-- STORED RECORDS start --

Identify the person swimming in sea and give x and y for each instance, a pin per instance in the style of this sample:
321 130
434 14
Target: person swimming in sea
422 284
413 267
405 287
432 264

-- STORED RECORDS end --

• WHAT IS EXPECTED
Reproduce every entry above word for word, keeping each line and number unchanged.

• RESULT FOR THIS TASK
Identify the person swimming in sea and give x and y for each instance, a pin per instance in the style of this sample:
321 130
434 14
Target: person swimming in sea
422 284
413 267
405 287
432 264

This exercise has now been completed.